When a patient indicates that physical therapy may not be necessary, Alesia Schneweis takes the opportunity to explain that a little therapy today means a much healthier tomorrow.
Schneweis, a Hoisington native, is the new doctorate-level physical therapist in Rehab Services at St. Rose Ambulatory & Surgery Center.
“Even if they don’t believe physical therapy is necessary right away, they need to consider the future,” Schneweis said. “For example, if they are recovering from surgery, we must address the original problem, which maybe was a muscle imbalance or a joint that was not positioned correctly.
“Or maybe the patient suffered trauma from a car accident,” she continued. “Muscle strain, swelling and pain can result. These problems can be fixed more quickly with physical therapy.”
Schneweis treats a wide variety of conditions including low-back, neck and knee pain; muscle strains; dizziness from inner ear problems; and balance concerns. Some patients have recently undergone total hip or knee replacement.
“If left untreated, pain can continue for months or even years,” Schneweis said. “The longer you wait to fix the problem, the longer it takes to be remedied.”
Schneweis collaborates with her colleagues to devise rehab plans and help patients learn to use medical equipment, when necessary.
Schneweis has an associate’s degree in biology from Barton Community College and a bachelor’s in biology of science from Southwestern College. She earned her doctorate of physical therapy at the University of Missouri.
During her final year of school, Schneweis received Missouri’s Physical Therapy Student of the Year Award. Her professional background includes clinical positions at a variety of facilities.
“I am so pleased to be using my academic and clinical background to care for St. Rose Rehab patients,” Schneweis said. “This is a great team of compassionate professionals.”
Pam Perry, St. Rose Rehab program director, said the team feels fortunate to have a new doctorate-level therapist on staff.
“Alesia joins us with the most up-to-date knowledge about advancements in physical therapy practice and research,” Perry said. “She is young and eager to find the best way to make a difference in our patients’ overall health and well-being.”
St. Rose is part of Centura Health, which connects individuals and families across western Kansas and Colorado with more than 6,000 physicians, 15 hospitals, seven senior-living communities, physician practices and clinics, and home-care and hospice services.

◆ **AIM OF THE EXERCISE**: Transcribe the passage of the physical therapist profile from "Schneweis treats a" up to and including "equipment, when necessary.". The records have no connection to the text.

◆ **DATASET EXTRACT**:
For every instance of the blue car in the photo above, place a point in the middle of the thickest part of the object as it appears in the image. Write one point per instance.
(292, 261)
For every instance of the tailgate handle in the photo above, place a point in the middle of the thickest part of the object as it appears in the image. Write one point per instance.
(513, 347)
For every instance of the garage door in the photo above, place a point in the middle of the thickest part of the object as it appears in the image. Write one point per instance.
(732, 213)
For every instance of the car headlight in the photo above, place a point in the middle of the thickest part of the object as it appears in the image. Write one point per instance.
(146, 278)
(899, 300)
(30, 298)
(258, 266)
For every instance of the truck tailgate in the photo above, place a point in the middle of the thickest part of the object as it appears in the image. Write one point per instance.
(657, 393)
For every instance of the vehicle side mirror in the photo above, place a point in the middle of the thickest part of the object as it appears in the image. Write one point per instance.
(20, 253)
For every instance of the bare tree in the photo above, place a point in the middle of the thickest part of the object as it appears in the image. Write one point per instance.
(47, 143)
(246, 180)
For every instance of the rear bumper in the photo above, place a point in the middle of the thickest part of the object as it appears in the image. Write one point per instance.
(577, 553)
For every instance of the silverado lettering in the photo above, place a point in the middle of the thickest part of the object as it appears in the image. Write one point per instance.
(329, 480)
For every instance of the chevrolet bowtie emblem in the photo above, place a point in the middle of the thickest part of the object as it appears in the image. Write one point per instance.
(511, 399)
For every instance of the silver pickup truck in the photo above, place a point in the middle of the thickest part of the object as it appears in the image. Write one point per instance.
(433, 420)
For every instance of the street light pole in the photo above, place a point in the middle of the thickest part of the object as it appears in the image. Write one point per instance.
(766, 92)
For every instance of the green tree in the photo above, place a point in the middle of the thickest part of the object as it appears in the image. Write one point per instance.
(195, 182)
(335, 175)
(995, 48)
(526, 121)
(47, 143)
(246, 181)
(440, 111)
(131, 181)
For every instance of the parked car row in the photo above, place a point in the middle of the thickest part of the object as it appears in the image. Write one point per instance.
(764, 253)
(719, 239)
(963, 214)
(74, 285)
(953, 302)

◆ **REPLY**:
Schneweis treats a wide variety of conditions including low-back, neck and knee pain; muscle strains; dizziness from inner ear problems; and balance concerns. Some patients have recently undergone total hip or knee replacement.
“If left untreated, pain can continue for months or even years,” Schneweis said. “The longer you wait to fix the problem, the longer it takes to be remedied.”
Schneweis collaborates with her colleagues to devise rehab plans and help patients learn to use medical equipment, when necessary.